Duplicate the lines below without any change, starting at the line that contains "Check that every instance of the stone curtain" and ending at the last line.

* BEGIN *

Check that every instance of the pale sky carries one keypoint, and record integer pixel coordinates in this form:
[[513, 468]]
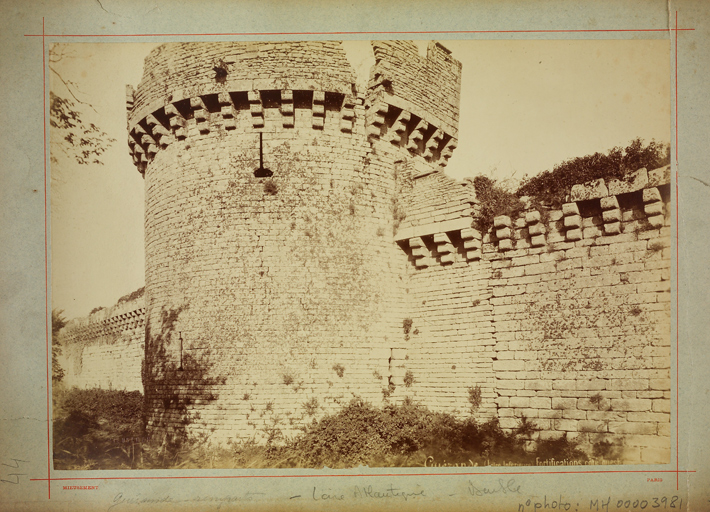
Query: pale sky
[[525, 106]]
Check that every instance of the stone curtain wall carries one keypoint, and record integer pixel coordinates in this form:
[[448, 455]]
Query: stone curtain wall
[[563, 319], [106, 349]]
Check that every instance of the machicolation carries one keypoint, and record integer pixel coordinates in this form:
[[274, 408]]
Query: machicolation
[[354, 269]]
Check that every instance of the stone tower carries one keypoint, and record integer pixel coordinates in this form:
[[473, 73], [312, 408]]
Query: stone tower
[[275, 289]]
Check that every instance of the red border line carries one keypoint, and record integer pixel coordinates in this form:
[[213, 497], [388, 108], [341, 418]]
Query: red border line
[[193, 477], [677, 295], [370, 33], [46, 256]]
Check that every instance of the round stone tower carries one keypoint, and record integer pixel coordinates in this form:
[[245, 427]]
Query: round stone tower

* END *

TASK OUTPUT -
Check that every instance of the stone curtain wall carries one keypoint, and record integer pixel coordinates in this form:
[[448, 455]]
Query: stone curtain wall
[[563, 319], [106, 349]]
Check that every instance of the machicolation carries one keypoint, and record integer pixel coordinates in this form:
[[274, 408]]
Query: machicolation
[[354, 269]]
Check that every instance of the stone tower carries one keypoint, and record integer pixel coordinates in this form:
[[473, 73], [312, 408]]
Query: stone tower
[[275, 289]]
Check that every instance of the red border line carries one keypoint, and record integer pixel coordinates in this form:
[[213, 497], [388, 108], [341, 418]]
Query: red border line
[[193, 477], [677, 295], [370, 33], [46, 256]]
Check that every instance of the round stone tower carries one keypoint, and record integer pixel coordinates in this form:
[[245, 427]]
Query: round stone tower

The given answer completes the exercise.